__文書セクション__
——

2019年6月11日、集英社と講談社による共同プロジェクト「ジャンマガ学園」が卒業式(終了)を迎えた。22歳以下限定、2カ月間限定の漫画サイトに登録した生徒数(登録者数)は合計で104万6451人。短期間でこれだけの数の若者を集められた要因はシンプルに徹したことだった。
4月1日にまさかの告知、広告無し・課金無しが拡散を促進
「ジャンマガ学園」は、少年コミック誌「週刊少年ジャンプ」(集英社刊)、「週刊少年マガジン」(講談社刊)など5媒体で連載中の164作品が無料で読める漫画サイトだ。
このプロジェクトが週刊少年ジャンプ、週刊少年マガジンのTwitter公式アカウントで告知されたのは4月1日。この日はエープリルフールだけに、ライバル誌同士がタッグを組むというニュースに対して、ネット上には「ネタか?」「うそだろ?」の声が相次いだ。

——

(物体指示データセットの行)
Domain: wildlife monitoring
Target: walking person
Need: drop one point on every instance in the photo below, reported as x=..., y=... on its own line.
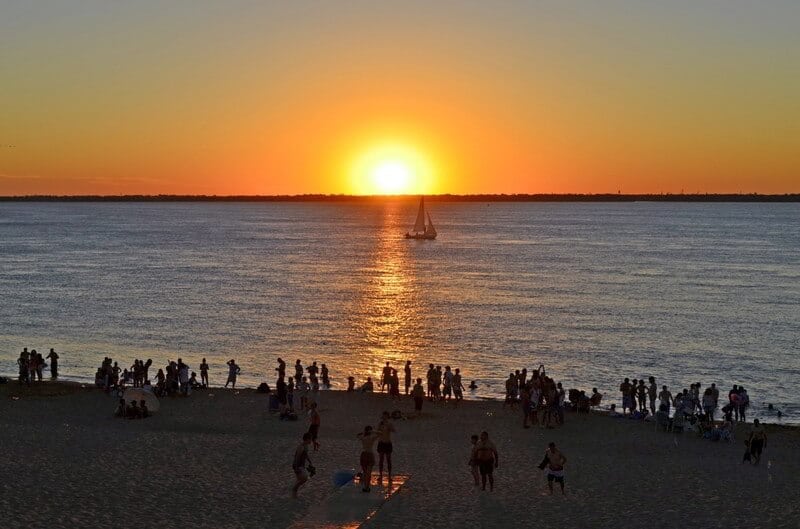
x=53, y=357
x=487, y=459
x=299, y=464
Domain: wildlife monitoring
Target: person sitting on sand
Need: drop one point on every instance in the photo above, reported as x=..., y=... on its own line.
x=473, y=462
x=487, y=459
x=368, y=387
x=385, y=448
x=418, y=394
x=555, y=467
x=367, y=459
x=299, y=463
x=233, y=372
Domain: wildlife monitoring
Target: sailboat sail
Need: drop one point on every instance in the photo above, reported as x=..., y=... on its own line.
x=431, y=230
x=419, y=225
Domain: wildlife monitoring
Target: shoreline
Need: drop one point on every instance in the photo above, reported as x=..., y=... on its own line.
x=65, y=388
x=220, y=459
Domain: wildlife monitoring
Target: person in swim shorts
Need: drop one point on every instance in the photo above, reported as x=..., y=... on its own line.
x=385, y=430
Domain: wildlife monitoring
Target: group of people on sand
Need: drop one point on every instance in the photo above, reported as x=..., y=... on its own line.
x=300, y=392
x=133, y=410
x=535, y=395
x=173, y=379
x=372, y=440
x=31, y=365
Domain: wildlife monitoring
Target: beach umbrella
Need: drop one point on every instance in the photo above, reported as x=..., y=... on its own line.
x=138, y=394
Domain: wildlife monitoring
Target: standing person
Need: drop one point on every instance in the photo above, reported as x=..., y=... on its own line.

——

__記述課題__
ジャンマガ学園の文章によれば、告知に対してネット上で「ネタか?」「うそだろ?」という声が相次いだのはなぜか。1〜3文で説明せよ。 レコードは文章とは別個の素材である。

__演習解答__
告知された4月1日がエープリルフールだったうえ、その内容がライバル誌同士のタッグというものだったためである。